=== THE REQUEST ===
Locate each line in the listing below that contains the string "green", and copy every such line. Letter case must match.

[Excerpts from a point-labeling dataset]
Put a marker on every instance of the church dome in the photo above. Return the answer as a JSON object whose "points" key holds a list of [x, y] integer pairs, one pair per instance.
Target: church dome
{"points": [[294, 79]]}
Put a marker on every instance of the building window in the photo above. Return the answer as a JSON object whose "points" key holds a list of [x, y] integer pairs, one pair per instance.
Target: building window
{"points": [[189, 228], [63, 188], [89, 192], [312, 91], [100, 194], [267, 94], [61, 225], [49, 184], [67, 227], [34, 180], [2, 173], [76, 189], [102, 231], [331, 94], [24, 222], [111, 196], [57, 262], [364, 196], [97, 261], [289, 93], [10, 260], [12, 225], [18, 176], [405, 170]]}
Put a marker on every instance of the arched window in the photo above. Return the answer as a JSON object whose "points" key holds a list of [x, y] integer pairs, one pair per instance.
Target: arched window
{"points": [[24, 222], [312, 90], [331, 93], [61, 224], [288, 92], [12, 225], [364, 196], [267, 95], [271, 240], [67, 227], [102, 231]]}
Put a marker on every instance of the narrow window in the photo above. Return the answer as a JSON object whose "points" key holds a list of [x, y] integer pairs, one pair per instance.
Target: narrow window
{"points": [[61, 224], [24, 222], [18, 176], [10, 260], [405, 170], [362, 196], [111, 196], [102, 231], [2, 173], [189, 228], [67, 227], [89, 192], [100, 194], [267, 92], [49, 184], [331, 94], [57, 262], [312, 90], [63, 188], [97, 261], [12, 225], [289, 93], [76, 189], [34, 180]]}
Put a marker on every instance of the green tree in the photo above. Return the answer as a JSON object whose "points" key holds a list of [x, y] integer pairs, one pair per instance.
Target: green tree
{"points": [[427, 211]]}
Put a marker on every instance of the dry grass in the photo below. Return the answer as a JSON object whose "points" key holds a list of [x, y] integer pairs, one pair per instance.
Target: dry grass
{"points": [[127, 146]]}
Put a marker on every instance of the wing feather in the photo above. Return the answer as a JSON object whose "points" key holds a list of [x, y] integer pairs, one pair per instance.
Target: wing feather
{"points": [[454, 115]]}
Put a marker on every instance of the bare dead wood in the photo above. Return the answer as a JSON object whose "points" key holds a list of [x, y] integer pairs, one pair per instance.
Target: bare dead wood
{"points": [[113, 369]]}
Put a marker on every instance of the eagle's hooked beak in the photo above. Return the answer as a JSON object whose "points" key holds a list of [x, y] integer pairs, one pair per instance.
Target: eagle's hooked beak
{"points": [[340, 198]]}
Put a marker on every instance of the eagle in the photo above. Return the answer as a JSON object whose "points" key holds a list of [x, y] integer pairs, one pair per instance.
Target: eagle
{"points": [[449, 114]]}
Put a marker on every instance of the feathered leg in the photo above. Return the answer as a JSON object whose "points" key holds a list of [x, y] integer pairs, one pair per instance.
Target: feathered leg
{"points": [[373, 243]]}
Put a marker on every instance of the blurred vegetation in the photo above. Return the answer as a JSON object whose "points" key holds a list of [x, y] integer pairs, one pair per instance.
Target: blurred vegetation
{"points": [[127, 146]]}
--
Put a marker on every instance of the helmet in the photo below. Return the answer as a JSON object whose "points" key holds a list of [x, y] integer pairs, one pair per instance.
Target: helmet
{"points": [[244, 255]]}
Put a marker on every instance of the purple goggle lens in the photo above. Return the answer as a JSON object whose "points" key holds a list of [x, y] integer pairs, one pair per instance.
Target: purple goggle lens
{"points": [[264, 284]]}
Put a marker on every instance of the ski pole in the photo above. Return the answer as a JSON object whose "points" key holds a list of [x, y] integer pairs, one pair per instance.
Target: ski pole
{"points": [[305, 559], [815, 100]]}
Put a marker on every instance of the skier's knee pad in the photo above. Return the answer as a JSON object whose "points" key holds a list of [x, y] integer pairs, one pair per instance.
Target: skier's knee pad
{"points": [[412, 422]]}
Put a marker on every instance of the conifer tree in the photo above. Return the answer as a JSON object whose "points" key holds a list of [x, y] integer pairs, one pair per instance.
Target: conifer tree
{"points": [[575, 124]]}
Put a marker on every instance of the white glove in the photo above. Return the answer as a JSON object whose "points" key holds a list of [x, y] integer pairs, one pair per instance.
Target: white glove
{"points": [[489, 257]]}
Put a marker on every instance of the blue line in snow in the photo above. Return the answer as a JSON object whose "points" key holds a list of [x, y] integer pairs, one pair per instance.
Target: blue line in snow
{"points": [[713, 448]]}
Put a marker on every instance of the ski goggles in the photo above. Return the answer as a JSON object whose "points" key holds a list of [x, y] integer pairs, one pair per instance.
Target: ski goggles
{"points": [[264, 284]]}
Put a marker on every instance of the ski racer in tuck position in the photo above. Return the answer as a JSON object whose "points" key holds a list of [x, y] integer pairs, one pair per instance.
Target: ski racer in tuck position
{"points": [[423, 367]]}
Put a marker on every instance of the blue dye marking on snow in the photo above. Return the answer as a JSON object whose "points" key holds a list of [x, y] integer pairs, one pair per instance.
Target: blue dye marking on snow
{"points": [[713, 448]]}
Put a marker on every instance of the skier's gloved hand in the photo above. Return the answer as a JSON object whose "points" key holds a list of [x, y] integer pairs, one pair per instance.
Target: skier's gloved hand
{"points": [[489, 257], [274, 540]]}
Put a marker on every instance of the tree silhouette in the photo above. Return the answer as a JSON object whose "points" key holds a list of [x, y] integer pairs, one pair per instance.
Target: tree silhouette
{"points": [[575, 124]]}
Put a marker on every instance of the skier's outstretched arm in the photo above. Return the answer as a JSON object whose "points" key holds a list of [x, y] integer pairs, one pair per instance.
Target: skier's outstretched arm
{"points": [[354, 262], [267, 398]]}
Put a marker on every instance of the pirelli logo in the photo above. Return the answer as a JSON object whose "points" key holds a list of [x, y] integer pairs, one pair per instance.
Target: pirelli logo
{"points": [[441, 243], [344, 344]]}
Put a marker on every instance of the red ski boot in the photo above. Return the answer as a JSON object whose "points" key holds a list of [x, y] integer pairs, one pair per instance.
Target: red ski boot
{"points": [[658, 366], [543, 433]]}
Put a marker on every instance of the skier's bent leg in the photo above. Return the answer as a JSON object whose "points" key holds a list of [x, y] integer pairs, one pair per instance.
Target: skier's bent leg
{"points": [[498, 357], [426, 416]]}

=== FULL RESPONSE ===
Put a marker on every instance of the green tree in the photo above. Return the answer as a JSON object whose "points" key holds a list of [x, y] integer pairs, one pair per instance.
Target: green tree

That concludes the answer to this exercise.